The exercise:
Extract each line of the records below that contains the string "surface".

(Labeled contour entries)
........

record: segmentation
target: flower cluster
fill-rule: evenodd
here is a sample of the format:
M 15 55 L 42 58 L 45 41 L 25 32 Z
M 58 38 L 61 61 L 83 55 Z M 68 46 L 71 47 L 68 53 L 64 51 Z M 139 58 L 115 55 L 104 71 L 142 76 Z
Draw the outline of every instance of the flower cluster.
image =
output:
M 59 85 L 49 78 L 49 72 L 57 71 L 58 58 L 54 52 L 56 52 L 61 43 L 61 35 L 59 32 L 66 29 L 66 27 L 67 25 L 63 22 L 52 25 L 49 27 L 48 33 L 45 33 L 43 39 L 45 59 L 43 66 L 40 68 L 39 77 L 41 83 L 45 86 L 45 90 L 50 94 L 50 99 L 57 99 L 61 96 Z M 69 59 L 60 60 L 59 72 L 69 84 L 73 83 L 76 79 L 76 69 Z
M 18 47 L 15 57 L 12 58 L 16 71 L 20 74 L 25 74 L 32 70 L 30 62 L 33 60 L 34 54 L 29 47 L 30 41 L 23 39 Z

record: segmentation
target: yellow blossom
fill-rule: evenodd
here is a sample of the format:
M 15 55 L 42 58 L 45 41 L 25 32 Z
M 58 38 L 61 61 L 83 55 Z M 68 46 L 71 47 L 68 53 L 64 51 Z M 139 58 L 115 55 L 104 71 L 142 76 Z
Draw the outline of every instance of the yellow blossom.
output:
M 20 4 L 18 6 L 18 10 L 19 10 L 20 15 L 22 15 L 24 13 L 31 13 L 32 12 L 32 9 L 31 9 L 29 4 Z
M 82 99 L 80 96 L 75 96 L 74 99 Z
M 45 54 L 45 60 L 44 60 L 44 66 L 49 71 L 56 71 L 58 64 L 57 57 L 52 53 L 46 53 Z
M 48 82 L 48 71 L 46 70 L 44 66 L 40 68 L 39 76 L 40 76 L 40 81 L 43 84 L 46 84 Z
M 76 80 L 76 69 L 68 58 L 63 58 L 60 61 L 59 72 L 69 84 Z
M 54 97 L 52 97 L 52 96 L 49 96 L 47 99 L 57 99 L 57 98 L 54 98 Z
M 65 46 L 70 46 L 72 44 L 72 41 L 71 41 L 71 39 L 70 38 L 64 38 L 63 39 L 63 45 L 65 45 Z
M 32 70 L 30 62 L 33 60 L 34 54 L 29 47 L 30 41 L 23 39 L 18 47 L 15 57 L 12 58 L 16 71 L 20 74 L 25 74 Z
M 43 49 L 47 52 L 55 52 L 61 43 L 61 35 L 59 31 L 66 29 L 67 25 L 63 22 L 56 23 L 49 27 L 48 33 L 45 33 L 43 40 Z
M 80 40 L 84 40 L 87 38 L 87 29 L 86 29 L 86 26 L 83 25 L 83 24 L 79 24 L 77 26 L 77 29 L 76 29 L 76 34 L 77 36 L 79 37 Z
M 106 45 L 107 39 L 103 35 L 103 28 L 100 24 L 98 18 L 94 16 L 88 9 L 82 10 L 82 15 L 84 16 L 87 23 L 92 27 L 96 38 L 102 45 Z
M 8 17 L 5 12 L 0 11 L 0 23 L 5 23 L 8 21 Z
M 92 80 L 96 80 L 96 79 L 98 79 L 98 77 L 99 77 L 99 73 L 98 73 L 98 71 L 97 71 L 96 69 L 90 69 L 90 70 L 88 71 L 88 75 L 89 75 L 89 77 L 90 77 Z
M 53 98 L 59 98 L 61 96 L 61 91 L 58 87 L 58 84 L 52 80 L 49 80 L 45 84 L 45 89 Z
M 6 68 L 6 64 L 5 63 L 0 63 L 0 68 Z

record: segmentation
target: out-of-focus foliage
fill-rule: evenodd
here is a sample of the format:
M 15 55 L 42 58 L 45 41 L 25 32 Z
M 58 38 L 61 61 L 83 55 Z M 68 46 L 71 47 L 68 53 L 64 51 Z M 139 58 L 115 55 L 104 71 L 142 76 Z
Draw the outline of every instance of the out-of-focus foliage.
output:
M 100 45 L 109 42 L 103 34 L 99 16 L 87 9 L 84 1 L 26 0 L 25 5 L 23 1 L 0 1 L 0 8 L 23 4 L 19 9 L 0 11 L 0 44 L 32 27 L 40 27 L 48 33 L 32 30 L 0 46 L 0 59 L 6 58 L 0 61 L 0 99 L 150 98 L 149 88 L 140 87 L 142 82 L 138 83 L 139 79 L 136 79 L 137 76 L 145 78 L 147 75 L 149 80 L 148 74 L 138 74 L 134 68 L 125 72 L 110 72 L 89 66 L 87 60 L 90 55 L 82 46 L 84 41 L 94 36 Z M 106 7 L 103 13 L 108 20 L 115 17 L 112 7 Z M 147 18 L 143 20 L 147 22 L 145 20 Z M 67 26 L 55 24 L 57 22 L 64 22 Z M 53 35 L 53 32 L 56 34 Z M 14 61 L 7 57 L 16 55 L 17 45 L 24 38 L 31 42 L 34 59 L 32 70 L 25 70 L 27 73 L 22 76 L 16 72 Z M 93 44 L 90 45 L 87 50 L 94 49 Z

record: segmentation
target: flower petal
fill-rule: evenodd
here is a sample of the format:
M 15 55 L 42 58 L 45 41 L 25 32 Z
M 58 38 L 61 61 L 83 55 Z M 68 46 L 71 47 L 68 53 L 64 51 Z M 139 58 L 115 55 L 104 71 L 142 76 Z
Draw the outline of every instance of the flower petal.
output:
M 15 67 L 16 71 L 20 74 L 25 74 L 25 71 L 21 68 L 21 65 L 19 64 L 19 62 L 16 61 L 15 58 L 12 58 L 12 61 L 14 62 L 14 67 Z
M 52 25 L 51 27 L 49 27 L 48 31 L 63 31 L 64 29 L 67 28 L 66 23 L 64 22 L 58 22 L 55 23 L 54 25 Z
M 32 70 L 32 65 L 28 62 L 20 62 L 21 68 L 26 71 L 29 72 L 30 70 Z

........

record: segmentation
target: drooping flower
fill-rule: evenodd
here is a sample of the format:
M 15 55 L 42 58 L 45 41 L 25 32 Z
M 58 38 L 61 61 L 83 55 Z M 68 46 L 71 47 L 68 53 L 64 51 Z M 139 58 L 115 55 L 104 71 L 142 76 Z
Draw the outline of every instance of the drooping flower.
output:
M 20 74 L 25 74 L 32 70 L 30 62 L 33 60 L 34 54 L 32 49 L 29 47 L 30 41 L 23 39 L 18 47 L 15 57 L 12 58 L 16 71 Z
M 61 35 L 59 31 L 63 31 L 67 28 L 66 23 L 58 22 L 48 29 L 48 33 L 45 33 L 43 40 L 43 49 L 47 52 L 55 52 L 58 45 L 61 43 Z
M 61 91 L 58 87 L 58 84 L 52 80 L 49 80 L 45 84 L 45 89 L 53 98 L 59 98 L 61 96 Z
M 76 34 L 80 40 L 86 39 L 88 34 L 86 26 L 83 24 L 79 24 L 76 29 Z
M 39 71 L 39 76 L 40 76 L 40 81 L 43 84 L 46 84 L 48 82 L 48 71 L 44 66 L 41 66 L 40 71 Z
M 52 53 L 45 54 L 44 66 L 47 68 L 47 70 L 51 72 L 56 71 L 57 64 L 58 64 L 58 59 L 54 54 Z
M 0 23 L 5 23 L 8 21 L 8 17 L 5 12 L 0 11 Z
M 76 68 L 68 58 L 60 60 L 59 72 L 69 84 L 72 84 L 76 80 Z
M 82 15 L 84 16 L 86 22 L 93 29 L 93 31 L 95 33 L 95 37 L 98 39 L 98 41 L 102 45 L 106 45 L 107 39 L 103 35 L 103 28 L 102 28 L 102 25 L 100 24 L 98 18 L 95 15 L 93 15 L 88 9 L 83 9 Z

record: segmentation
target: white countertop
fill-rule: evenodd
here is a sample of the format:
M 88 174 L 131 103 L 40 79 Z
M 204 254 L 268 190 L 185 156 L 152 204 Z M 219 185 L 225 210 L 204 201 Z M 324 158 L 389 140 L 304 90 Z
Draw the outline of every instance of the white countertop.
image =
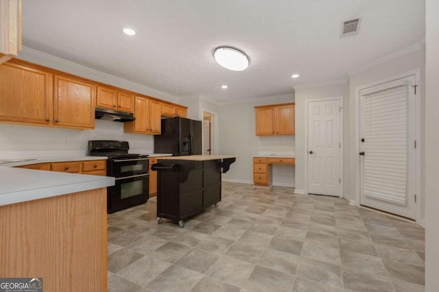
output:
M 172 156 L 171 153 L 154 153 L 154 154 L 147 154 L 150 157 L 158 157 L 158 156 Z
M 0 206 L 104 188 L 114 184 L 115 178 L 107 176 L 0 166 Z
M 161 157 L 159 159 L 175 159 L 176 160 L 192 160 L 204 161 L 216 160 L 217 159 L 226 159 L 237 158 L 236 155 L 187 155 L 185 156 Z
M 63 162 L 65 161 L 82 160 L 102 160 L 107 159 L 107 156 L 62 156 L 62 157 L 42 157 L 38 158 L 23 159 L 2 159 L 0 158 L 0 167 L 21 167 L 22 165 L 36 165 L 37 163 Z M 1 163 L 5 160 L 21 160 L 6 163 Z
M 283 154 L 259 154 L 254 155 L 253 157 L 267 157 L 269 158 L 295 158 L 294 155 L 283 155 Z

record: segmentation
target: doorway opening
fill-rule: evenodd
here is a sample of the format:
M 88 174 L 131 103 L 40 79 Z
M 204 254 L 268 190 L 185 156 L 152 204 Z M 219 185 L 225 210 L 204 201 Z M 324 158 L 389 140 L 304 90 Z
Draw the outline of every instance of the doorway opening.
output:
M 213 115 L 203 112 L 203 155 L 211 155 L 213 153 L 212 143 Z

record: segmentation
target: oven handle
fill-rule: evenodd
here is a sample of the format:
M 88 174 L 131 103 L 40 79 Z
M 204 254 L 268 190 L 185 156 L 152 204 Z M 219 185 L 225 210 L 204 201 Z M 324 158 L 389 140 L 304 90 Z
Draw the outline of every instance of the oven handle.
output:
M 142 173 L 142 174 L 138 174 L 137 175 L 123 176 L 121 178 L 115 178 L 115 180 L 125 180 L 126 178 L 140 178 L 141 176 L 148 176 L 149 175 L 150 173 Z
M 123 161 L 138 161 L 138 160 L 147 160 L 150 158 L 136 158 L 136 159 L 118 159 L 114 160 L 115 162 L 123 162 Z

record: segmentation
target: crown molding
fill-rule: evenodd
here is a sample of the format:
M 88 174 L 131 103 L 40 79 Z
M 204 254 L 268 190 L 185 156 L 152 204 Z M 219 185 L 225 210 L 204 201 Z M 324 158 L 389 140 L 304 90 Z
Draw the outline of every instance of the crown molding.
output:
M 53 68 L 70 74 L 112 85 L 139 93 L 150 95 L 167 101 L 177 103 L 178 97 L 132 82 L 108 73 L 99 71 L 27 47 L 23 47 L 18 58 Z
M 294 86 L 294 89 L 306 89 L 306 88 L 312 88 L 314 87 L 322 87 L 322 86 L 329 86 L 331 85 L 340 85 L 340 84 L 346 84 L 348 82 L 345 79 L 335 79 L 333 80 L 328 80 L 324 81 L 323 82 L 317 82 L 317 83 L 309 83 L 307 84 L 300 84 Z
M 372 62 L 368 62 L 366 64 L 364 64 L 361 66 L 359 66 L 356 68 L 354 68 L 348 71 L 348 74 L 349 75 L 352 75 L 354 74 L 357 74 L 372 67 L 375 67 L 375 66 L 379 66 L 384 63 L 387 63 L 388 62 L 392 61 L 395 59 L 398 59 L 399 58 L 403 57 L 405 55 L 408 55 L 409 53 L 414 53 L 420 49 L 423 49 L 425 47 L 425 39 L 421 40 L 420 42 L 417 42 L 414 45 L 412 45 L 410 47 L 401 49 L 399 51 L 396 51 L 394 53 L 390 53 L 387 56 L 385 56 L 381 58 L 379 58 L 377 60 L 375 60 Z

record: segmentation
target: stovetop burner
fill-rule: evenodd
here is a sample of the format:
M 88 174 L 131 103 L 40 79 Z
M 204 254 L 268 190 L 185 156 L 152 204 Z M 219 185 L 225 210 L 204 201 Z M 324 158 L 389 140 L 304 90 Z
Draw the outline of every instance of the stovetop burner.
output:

........

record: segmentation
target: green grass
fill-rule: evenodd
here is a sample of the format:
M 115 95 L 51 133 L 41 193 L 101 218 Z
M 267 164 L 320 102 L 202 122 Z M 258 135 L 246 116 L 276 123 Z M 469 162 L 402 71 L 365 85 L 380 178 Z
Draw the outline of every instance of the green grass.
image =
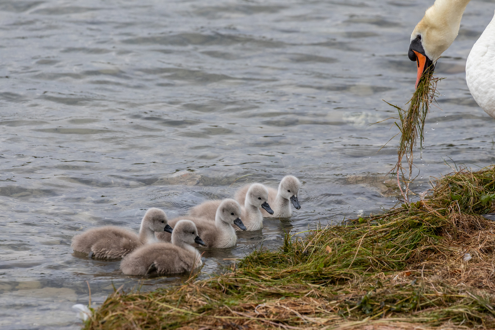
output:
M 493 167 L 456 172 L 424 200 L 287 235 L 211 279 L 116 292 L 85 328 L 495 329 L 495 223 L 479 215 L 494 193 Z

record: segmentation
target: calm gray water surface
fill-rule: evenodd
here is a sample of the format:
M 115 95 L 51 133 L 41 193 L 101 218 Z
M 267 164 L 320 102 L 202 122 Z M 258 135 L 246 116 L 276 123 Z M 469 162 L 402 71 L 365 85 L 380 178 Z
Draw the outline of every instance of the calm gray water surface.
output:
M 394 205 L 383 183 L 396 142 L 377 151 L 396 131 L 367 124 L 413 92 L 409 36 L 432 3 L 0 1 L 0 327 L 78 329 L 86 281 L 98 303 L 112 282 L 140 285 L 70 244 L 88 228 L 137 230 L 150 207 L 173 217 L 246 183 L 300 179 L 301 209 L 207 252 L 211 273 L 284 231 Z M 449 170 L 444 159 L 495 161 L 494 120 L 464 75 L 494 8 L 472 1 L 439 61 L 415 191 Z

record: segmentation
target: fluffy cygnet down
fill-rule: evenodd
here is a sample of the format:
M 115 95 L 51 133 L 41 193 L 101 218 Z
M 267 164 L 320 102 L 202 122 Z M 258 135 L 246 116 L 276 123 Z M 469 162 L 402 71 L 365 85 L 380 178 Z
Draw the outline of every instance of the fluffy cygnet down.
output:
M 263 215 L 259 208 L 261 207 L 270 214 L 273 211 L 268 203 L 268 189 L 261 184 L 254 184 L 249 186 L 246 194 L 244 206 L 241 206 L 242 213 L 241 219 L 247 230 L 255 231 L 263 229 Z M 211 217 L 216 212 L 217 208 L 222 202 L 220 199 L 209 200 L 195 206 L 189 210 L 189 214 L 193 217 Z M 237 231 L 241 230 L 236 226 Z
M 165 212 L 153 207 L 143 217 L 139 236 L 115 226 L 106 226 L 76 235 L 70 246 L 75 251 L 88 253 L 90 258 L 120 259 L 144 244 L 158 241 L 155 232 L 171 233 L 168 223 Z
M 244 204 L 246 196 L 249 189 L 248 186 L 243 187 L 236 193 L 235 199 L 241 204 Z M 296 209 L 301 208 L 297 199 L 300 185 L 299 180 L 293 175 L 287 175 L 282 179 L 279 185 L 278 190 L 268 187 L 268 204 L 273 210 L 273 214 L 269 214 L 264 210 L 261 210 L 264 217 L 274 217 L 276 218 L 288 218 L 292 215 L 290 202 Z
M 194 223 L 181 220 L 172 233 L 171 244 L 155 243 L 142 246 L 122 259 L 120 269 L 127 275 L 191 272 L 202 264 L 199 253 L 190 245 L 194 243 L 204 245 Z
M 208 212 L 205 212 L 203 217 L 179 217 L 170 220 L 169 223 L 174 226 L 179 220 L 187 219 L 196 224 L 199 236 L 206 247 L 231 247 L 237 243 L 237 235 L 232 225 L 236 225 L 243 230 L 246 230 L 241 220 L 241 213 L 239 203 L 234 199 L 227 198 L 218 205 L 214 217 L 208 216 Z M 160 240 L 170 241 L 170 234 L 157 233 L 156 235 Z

........

Finished task:
target: calm gray water surface
Draw the outline of every instance of the calm gray water surface.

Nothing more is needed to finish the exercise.